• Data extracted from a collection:
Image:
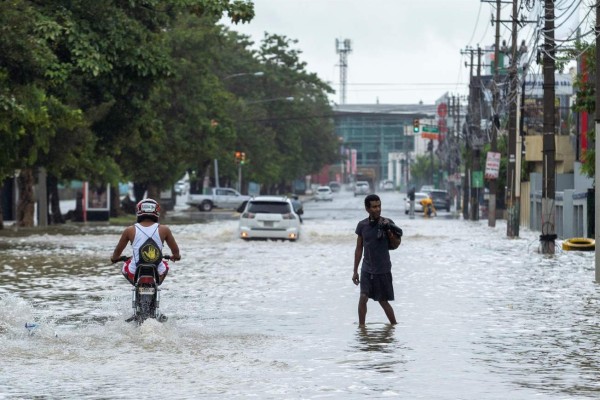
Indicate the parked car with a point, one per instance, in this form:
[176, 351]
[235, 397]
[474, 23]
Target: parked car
[418, 207]
[269, 217]
[361, 188]
[335, 186]
[441, 199]
[323, 193]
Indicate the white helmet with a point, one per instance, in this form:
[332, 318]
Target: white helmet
[148, 207]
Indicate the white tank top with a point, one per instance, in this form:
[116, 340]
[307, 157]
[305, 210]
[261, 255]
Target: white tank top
[142, 233]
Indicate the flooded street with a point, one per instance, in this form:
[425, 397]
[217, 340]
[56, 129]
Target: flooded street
[479, 316]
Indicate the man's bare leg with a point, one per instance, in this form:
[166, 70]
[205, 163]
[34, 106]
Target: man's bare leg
[389, 311]
[362, 309]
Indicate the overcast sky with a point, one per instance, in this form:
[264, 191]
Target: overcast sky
[403, 51]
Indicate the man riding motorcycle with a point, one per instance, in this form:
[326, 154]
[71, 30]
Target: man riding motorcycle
[147, 237]
[428, 207]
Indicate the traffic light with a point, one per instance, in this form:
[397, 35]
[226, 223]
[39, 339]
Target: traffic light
[416, 127]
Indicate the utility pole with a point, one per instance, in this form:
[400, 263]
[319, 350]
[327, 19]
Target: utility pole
[512, 206]
[597, 148]
[495, 120]
[468, 161]
[477, 143]
[343, 48]
[548, 235]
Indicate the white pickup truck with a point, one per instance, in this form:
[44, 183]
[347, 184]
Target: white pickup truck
[218, 197]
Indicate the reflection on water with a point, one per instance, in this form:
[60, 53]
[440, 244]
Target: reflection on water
[480, 317]
[385, 353]
[378, 339]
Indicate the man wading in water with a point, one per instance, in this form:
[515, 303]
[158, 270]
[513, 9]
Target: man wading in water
[377, 237]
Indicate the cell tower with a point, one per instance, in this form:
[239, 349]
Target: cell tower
[343, 48]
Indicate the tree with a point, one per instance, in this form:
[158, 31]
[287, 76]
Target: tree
[98, 60]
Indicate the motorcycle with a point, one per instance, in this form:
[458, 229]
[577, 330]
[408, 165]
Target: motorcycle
[146, 293]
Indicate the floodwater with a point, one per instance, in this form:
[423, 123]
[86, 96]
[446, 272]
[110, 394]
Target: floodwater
[480, 316]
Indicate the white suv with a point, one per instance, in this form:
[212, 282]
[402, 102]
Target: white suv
[269, 217]
[324, 193]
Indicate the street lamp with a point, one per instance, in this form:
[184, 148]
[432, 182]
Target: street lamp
[258, 73]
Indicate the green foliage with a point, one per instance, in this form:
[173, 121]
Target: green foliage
[139, 90]
[585, 99]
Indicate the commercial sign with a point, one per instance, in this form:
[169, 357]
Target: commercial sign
[492, 165]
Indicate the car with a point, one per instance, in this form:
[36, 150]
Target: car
[418, 197]
[323, 193]
[441, 199]
[361, 188]
[269, 217]
[335, 186]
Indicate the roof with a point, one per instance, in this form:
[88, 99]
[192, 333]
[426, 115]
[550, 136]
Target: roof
[270, 198]
[420, 110]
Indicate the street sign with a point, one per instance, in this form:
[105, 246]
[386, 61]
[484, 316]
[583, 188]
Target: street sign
[492, 165]
[477, 179]
[432, 136]
[429, 128]
[442, 110]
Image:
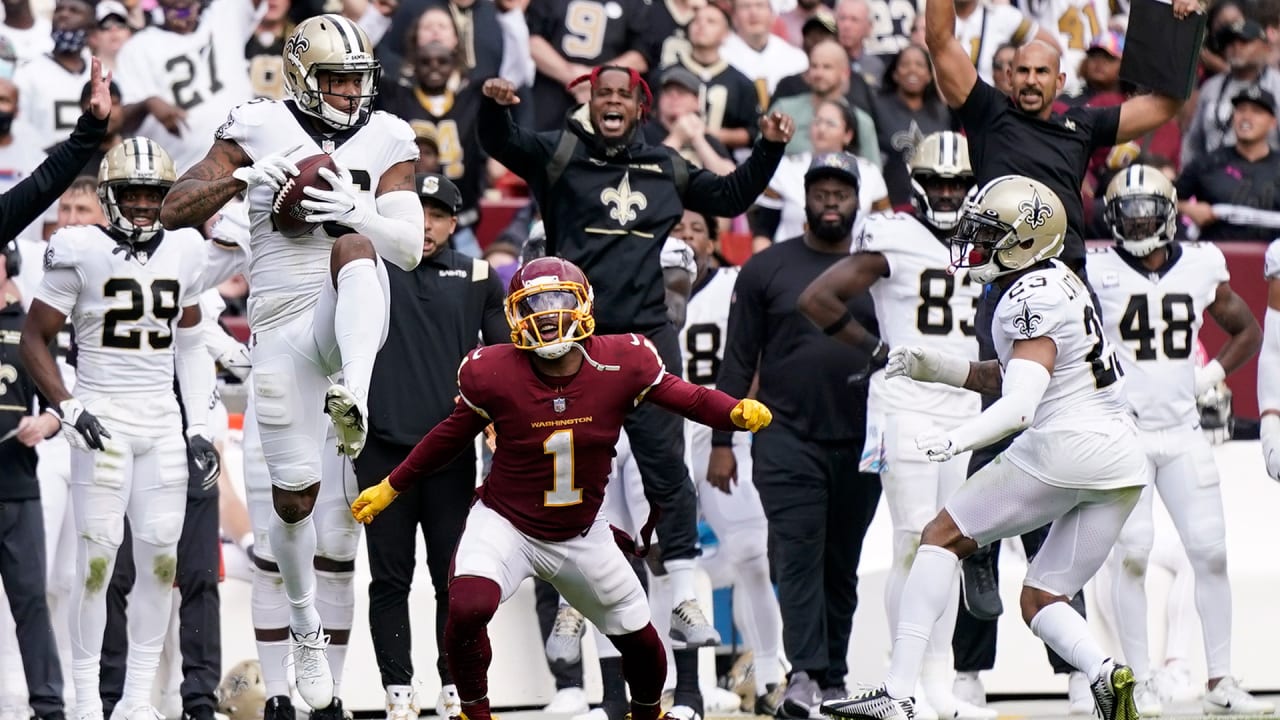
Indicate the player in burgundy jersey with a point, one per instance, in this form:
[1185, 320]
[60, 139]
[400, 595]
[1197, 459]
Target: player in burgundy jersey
[557, 415]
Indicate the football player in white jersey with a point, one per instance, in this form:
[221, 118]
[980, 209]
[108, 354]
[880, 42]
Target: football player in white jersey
[124, 287]
[1269, 365]
[1075, 464]
[919, 301]
[1153, 295]
[731, 504]
[187, 73]
[318, 302]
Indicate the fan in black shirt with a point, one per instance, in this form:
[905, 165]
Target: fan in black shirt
[1023, 136]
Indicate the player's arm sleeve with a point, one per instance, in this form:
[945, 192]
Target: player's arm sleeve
[27, 200]
[517, 149]
[1269, 360]
[447, 440]
[743, 345]
[728, 196]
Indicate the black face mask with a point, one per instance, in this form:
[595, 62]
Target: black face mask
[830, 232]
[67, 41]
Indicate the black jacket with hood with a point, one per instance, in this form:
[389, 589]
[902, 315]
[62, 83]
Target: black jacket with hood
[608, 209]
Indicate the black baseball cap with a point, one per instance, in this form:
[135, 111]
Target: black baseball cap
[434, 187]
[1258, 96]
[840, 165]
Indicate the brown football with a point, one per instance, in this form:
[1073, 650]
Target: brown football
[287, 210]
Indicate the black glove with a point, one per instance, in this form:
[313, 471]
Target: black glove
[204, 459]
[88, 429]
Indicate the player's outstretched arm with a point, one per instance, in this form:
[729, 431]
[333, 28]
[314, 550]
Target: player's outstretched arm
[826, 297]
[206, 187]
[727, 196]
[955, 72]
[1024, 383]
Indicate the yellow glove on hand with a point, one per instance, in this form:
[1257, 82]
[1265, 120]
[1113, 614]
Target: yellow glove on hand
[373, 501]
[750, 415]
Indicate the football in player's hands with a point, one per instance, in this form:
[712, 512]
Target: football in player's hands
[287, 210]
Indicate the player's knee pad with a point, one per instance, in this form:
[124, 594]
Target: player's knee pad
[1208, 560]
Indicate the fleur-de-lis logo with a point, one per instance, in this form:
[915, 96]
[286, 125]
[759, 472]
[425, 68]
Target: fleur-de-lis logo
[1036, 210]
[296, 45]
[1027, 322]
[624, 200]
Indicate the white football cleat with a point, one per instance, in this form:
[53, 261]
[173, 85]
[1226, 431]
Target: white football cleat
[448, 705]
[311, 673]
[1230, 698]
[400, 702]
[568, 701]
[350, 418]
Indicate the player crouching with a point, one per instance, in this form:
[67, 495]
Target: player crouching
[557, 415]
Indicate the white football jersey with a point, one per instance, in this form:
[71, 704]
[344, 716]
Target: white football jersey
[990, 27]
[124, 302]
[202, 72]
[286, 273]
[1152, 320]
[1271, 263]
[1077, 22]
[707, 327]
[49, 98]
[919, 304]
[1087, 381]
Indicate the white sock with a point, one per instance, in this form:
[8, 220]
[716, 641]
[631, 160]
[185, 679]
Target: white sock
[270, 611]
[924, 600]
[295, 546]
[94, 566]
[1068, 633]
[681, 575]
[752, 577]
[150, 610]
[360, 318]
[336, 601]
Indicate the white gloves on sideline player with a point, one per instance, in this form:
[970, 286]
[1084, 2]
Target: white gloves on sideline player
[272, 171]
[927, 365]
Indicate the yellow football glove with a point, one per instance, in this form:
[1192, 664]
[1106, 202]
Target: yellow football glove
[373, 501]
[750, 415]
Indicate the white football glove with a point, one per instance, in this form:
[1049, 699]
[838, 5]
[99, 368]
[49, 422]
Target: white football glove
[1270, 432]
[926, 365]
[344, 204]
[937, 445]
[1206, 381]
[272, 171]
[237, 361]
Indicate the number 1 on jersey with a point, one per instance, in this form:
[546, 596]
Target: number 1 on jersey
[560, 446]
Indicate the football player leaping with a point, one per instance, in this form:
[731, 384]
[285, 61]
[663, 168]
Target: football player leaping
[904, 261]
[557, 399]
[124, 287]
[319, 302]
[1075, 464]
[1153, 294]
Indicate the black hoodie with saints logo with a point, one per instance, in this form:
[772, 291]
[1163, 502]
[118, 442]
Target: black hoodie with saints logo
[608, 209]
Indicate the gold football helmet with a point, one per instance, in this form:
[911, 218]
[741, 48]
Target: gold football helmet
[941, 177]
[337, 45]
[1141, 208]
[242, 693]
[135, 162]
[1008, 224]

• Your task: Print the records above exactly as they stand, but leave out the pictures.

• Solution to the exercise:
Image:
Indicate the parked car with a point, one per instance, in this form:
[176, 351]
[235, 397]
[474, 23]
Target: parked car
[418, 207]
[269, 217]
[361, 188]
[335, 186]
[441, 199]
[323, 193]
Indicate the white helmet with a point, one per instance, in this form:
[332, 318]
Target: white helmet
[148, 207]
Indicate the white tank top with a point, one per instance, in this form:
[116, 340]
[307, 157]
[305, 210]
[261, 255]
Target: white tank top
[142, 233]
Indicate the flooded street with a point, one per instance, in this form:
[425, 397]
[217, 340]
[56, 129]
Target: flooded street
[479, 316]
Indicate the man's bare leg with a point, one per instance, in this form:
[166, 70]
[205, 163]
[34, 106]
Target: man's bare leg
[389, 311]
[362, 309]
Indicate the overcast sky with a point, one per instance, in this form:
[264, 191]
Target: overcast sky
[403, 51]
Indicate the man riding motorcycle with a point, one per instance, in this form:
[326, 154]
[71, 30]
Target: man riding motorcycle
[147, 237]
[428, 207]
Indicate the traffic light with a point, one per instance, in this form:
[397, 35]
[226, 223]
[39, 339]
Target: traffic light
[416, 127]
Indicate the utility pole with a point, one per instance, in this form:
[400, 263]
[319, 350]
[327, 19]
Target: utility pole
[512, 206]
[597, 148]
[495, 120]
[468, 161]
[477, 143]
[343, 48]
[548, 235]
Indicate the white pickup truck with a point, one per instance, in this form:
[44, 183]
[347, 184]
Target: white pickup truck
[218, 197]
Indicate the reflection on water with a point, one per instance, in this form:
[60, 53]
[440, 244]
Target: reflection on water
[480, 317]
[385, 353]
[378, 339]
Indicate the man wading in water with a point, one per instance, in this form:
[515, 303]
[158, 270]
[513, 9]
Target: man wading in water
[377, 237]
Indicate the cell tower with a point, one per instance, in this form:
[239, 349]
Target: cell tower
[343, 48]
Indicate the tree with a point, one per instance, in this form:
[158, 31]
[287, 76]
Target: tree
[98, 60]
Indicate the motorcycle with a point, one per instance, in this form:
[458, 229]
[577, 330]
[408, 165]
Target: motorcycle
[146, 293]
Indicate the floodwater with a point, one per instance, in this form:
[423, 123]
[86, 96]
[446, 272]
[110, 394]
Target: floodwater
[480, 316]
Indicate the white suv with a point, one per instance, in this form:
[212, 282]
[402, 102]
Target: white suv
[269, 217]
[324, 193]
Indicate the street lamp with a point, one per instance, in this form:
[184, 148]
[432, 182]
Target: street lamp
[258, 73]
Indicate the green foliage with a point, one per instance, in this form:
[173, 121]
Target: green foliage
[139, 90]
[585, 99]
Indicate the commercial sign with a point, one per instance, in this form:
[169, 357]
Target: commercial sign
[492, 165]
Indicate the car with a point, one per instance, in this form:
[36, 150]
Target: car
[418, 197]
[323, 193]
[441, 199]
[361, 188]
[269, 217]
[335, 186]
Indicate the roof with a point, one per instance, in this form:
[88, 99]
[192, 333]
[426, 115]
[550, 136]
Target: roof
[270, 198]
[420, 110]
Indicate the street sign with a point, one per instance, in this form:
[105, 246]
[386, 61]
[484, 316]
[583, 188]
Target: street sign
[492, 165]
[477, 179]
[432, 136]
[429, 128]
[442, 110]
Image:
Indicate the player in burgundy jersey with a point, one per instance, in this form:
[1185, 320]
[60, 139]
[400, 595]
[1197, 459]
Target: player in burgundy jersey
[557, 415]
Indicate the football player in white jersey with a point, one per instance, in this form:
[221, 118]
[980, 209]
[108, 354]
[880, 42]
Target: football player in white jersey
[124, 287]
[1269, 365]
[1075, 464]
[919, 301]
[1153, 295]
[731, 504]
[187, 73]
[318, 302]
Indicate the fan in black shirt with a point, one per instance, in this form:
[905, 165]
Target: fan in black shirt
[1023, 136]
Indicate the player's arm sleeve with a point, one per instance, in this form:
[945, 192]
Target: player's arm sleeve
[27, 200]
[517, 149]
[1269, 360]
[447, 440]
[743, 345]
[728, 196]
Indicate the black face mask with a point, one per instance, in this form:
[595, 62]
Target: black face mask
[830, 232]
[67, 41]
Indicate the black jacket with hood with a point, one per instance, in this form:
[389, 589]
[902, 315]
[62, 83]
Target: black jacket with hood
[608, 209]
Indicate the black baseball cap with a point, one per instance, in this form:
[135, 111]
Target: black baseball cap
[434, 187]
[1258, 96]
[840, 165]
Indicate the brown football with a point, one per instance, in this form:
[1073, 650]
Target: brown football
[287, 210]
Indicate the black glove with a point, one per instance, in this form:
[313, 471]
Target: black glove
[204, 459]
[88, 429]
Indicate the player's outstretched arm with a point, one per instance, in this form:
[729, 431]
[333, 28]
[314, 550]
Target: player's outstretched arm
[826, 297]
[206, 187]
[727, 196]
[955, 72]
[1024, 383]
Indicate the yellow glove on hand with a point, one per instance, in this form:
[1257, 82]
[1265, 120]
[1113, 614]
Target: yellow glove on hand
[373, 501]
[750, 415]
Indicate the football in player's hands with a point, one per instance, in this form:
[712, 512]
Target: football in player's hands
[287, 210]
Indicate the player's knee pad with a point, one per instance, in this form:
[124, 594]
Target: player's knee pad
[1208, 560]
Indicate the fleur-de-lis logo with a point, one per instance, in this form:
[915, 96]
[286, 125]
[759, 472]
[425, 68]
Target: fleur-de-lis logo
[1036, 210]
[296, 45]
[1027, 322]
[624, 200]
Indicate the white football cleat with a point, one per instance, in this form:
[53, 261]
[173, 85]
[1226, 431]
Target: white football cleat
[448, 705]
[311, 673]
[1230, 698]
[400, 702]
[568, 701]
[350, 418]
Indicate the player crouching with a point, one per instance, in this form:
[67, 495]
Target: player crouching
[557, 415]
Indicate the white football jersey with a point, one per instance, in this form:
[71, 704]
[344, 716]
Target: white football jersey
[990, 27]
[124, 302]
[202, 72]
[286, 273]
[1152, 320]
[1271, 263]
[1077, 22]
[707, 327]
[49, 98]
[919, 304]
[1087, 381]
Indicate the white sock with a point, one per instance, in this form:
[8, 220]
[716, 641]
[631, 160]
[185, 679]
Target: white sock
[270, 611]
[924, 600]
[295, 546]
[94, 566]
[1068, 633]
[681, 575]
[752, 577]
[150, 610]
[360, 318]
[336, 601]
Indicate the white gloves on sideline player with a point, one per instance, in this form:
[970, 286]
[1084, 2]
Target: white gloves on sideline player
[272, 171]
[927, 365]
Indicate the yellow football glove with a point, one per instance, in this form:
[1192, 664]
[1106, 202]
Target: yellow football glove
[373, 501]
[750, 415]
Indicate the white football glove with a point, one per instance, in this form:
[1049, 699]
[838, 5]
[99, 368]
[49, 422]
Target: white football glove
[1270, 432]
[926, 365]
[344, 204]
[937, 445]
[1206, 381]
[272, 171]
[237, 361]
Indicate the number 1 on jersey with a point, one per instance, in this form:
[546, 596]
Target: number 1 on jersey
[560, 446]
Indicate the football player leaping with a point, one per instance, in this form:
[731, 384]
[285, 61]
[663, 168]
Target: football player leaping
[904, 261]
[557, 399]
[124, 287]
[319, 302]
[1075, 464]
[1153, 294]
Indicate the black hoodie with saints logo with a point, one per instance, in this form:
[772, 291]
[1163, 502]
[118, 442]
Target: black hoodie with saints logo
[608, 209]
Indicate the gold football helmet with a point, one per instance, in this form:
[911, 218]
[741, 48]
Target: gold football helmet
[941, 177]
[337, 45]
[1141, 208]
[242, 693]
[135, 162]
[1008, 224]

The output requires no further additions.